(Dataset records)

□ □ □ □

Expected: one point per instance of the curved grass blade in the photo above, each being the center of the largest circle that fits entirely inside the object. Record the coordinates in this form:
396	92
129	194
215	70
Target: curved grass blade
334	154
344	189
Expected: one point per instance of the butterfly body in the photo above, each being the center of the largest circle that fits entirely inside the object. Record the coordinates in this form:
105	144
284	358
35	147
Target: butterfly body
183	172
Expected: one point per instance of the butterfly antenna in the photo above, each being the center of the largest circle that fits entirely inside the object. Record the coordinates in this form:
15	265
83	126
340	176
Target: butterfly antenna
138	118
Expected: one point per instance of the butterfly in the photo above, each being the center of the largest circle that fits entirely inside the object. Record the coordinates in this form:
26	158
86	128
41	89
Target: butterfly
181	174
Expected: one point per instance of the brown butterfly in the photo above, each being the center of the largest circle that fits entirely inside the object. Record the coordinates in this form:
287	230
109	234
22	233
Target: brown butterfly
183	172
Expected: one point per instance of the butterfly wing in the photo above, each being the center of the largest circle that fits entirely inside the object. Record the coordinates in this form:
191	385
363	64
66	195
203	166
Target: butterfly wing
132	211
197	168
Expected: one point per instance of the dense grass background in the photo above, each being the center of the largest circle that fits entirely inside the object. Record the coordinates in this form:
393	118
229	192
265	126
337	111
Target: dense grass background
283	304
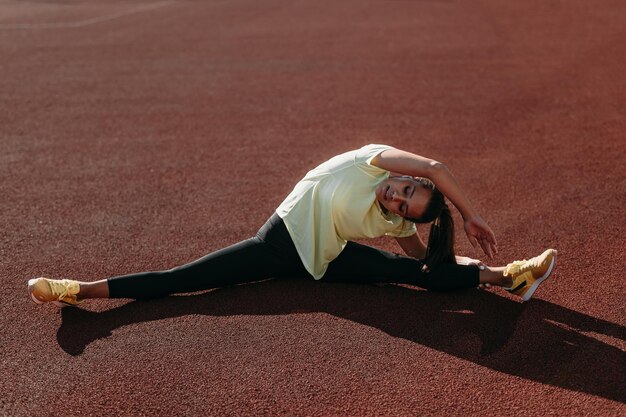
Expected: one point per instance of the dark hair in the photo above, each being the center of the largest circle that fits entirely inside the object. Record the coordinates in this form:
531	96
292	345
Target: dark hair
440	247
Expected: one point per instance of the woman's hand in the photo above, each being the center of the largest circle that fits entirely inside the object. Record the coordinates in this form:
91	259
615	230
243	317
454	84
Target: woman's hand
479	233
465	260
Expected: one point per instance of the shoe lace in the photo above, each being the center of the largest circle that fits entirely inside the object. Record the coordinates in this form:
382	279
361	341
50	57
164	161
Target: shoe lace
519	267
516	267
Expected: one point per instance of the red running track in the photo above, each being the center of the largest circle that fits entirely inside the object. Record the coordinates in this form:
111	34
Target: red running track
141	135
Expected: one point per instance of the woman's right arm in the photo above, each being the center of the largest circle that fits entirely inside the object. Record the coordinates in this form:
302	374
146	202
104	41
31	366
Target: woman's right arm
478	231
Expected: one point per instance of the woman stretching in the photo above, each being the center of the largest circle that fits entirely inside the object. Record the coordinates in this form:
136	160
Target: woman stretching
367	193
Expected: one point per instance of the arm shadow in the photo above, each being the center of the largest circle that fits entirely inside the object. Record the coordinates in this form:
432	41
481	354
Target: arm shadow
538	340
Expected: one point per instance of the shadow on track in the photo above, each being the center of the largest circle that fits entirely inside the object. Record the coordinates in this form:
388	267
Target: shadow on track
539	341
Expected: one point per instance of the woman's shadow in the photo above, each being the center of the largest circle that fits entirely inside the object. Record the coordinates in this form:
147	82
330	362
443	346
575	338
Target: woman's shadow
539	341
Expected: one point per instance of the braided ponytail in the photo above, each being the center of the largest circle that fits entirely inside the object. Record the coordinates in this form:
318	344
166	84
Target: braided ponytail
440	247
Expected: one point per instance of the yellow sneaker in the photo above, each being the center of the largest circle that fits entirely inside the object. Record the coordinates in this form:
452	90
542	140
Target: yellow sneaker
59	291
528	274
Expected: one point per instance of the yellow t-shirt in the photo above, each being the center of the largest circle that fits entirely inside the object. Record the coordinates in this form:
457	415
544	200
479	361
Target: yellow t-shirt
336	202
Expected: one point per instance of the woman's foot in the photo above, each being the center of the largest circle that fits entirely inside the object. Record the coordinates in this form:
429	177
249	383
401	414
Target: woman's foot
60	292
528	274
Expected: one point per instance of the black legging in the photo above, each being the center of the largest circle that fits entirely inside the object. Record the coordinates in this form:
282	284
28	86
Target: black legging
271	253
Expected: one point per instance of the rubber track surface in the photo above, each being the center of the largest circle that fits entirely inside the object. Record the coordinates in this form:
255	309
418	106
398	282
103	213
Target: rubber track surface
138	135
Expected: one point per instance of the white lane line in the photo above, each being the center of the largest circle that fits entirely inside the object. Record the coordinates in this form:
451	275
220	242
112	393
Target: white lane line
86	22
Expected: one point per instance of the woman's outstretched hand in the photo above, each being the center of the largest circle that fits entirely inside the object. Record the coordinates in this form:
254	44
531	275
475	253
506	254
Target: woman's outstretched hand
480	234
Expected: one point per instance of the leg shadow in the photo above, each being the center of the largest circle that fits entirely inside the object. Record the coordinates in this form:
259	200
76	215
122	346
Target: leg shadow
538	340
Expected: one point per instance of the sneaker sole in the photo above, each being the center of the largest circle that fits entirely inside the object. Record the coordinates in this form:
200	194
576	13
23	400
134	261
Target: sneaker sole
545	276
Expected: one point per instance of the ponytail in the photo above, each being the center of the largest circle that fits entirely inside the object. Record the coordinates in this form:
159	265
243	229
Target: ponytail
440	247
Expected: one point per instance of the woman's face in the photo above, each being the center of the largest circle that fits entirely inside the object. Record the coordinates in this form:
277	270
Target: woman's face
403	196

□ □ □ □

Leave the images out, please, and restate each line word for word.

Expected: one point per instance of the curved grass blade in the photo above, each being the center of the largest circle that fits entirely inside the object. Record the coordinates in this form:
396	92
129	194
215	70
Target: curved grass blade
334	154
344	189
Expected: one point per instance of the butterfly body in the photo above, each being the center of the largest circle that fits entirely inside the object. Record the coordinates in this form:
105	144
284	358
35	147
Target: butterfly body
183	172
Expected: one point per instance of the butterfly antenna in the photo above, each being the center of the largest circle that fits entirely inside the object. Record the coordinates in this form:
15	265
83	126
340	176
Target: butterfly antenna
138	118
Expected: one point per instance of the butterfly in the photo above, each being the center of the largest circle that fits entirely inside the object. Record the coordinates in this form:
26	158
86	128
41	89
Target: butterfly
181	174
Expected: one point per instance of the brown butterfly in the photo above, each being the center of the largest circle that fits entirely inside the object. Record the coordinates in this form:
287	230
109	234
22	233
Target: brown butterfly
183	172
Expected: one point per instance of the butterfly wing in the photo above, each being the center of the largest circle that fits entirely inside the object. Record the coordinates in this form:
191	385
363	64
66	195
203	166
Target: butterfly wing
132	211
197	168
Expected: one point per instance of the dense grass background in the photo above, each being the center of the largest circle that fits entirely inside the object. Record the coordinates in this form:
393	118
229	192
265	126
337	111
Target: dense grass background
283	304
Expected: one point per instance of the dark hair in the photo above, each being the center of the largest circle that fits entirely inside the object. Record the coordinates in this form:
531	96
292	345
Target: dark hair
440	247
Expected: one point per instance of the woman's hand in the photo above, each being the center of the largest circle that fits entirely inside the object. Record the coordinates in this form:
91	259
615	230
243	317
454	84
Target: woman's hand
479	233
465	260
Expected: one point per instance of the shoe lace in the photo above, each being the center of the largest circle that fits entirely inside the object. Record the coordinates in this form:
382	279
361	341
50	57
164	161
Target: shoe lace
519	267
516	267
Expected: one point per instance of the red running track in the photo above, each being the center of the largest circle that fits entirely inside the object. Record the coordinates in this form:
111	34
Target: red running track
141	135
Expected: one point per instance of the woman's right arm in the photo above, each being the center of the largest circle that fits entirely inside the object. Record the coordinates in this form:
302	374
146	202
104	41
31	366
Target: woman's right arm
478	231
Expected: one point per instance of the woman stretching in the photo above, each being the center of the largest circle that fits entirely inside the object. Record the coordinates in this form:
136	160
Target: woman stretching
367	193
Expected: one point per instance of the arm shadow in the photo above, each being the center of the largest circle that fits entirely inside the object. Record the coordinates in this form:
432	41
481	354
Target: arm shadow
538	340
Expected: one point per instance of the shadow on track in the photo above, each being the center of the largest circle that fits entirely inside the object. Record the coordinates in this form:
388	267
Target: shadow on track
539	341
Expected: one point per instance of the woman's shadow in the photo above, each being the center of the largest circle that fits entirely inside the object. Record the coordinates in this form:
147	82
330	362
443	346
575	338
Target: woman's shadow
539	341
Expected: one point per instance of the braided ponytail in the photo above, each being the center of the largest circle that fits entirely inside the object. Record the coordinates in this form:
318	344
166	84
Target: braided ponytail
440	247
Expected: one point per instance of the yellow sneaker in the photo above, each being the center of the largest circle that fits entirely inside the object. Record the coordinates in this form:
452	90
542	140
Target: yellow sneaker
59	291
528	274
Expected: one point per instance of the yellow t-shirt in the photo above, each being the center of the largest circle that fits entirely inside the object. Record the coordinates in this form:
457	415
544	200
479	361
Target: yellow t-shirt
336	202
Expected: one point per instance of the woman's foot in the photo above, each being the center of the largest circle that fits entirely inside the object. Record the coordinates in this form:
429	177
249	383
401	414
Target: woman's foot
60	292
528	274
Expected: one point per instance of the black legging in the photo above, each being the center of the largest circle that fits entirely inside the object. Record the coordinates in this form:
282	284
28	86
Target: black legging
271	253
Expected: one point per instance of the rubber track surface in the photo above, each being the center of the largest circle that fits entirely inside the object. Record the coordinates in this form:
255	309
418	106
398	282
103	213
Target: rubber track surface
138	135
Expected: one point per instance of the white lane line in the photo above, each being the center of the largest circle that fits entirely inside the object. Record the coordinates in this form:
451	275
220	242
112	393
Target: white lane line
86	22
Expected: one point per instance of the woman's outstretched hand in the photo above, each being the center of the largest circle that fits entirely inside the object. Record the coordinates in this form:
254	44
531	275
475	253
506	254
Target: woman's outstretched hand
480	234
Expected: one point per instance of the leg shadow in the photo above, each being the center of the largest circle that fits entirely inside the object. Record the coordinates in this form:
259	200
76	215
122	346
Target: leg shadow
538	340
Expected: one point per instance of the sneaker sole in the photo above, each being the center of the largest circle that fits entirely inside the object. Record the coordinates in this form:
200	194
576	13
23	400
134	261
Target: sneaker sole
545	276
Expected: one point per instance of the ponytail in the photo above, each being the center of the largest circle that fits entirely inside the object. Record the coordinates in this form:
159	265
243	229
Target: ponytail
440	247
Expected: one point per instance of the woman's face in the photo above, each being the center of the largest circle that fits entirely inside the object. Record the coordinates in this form:
277	270
Target: woman's face
403	196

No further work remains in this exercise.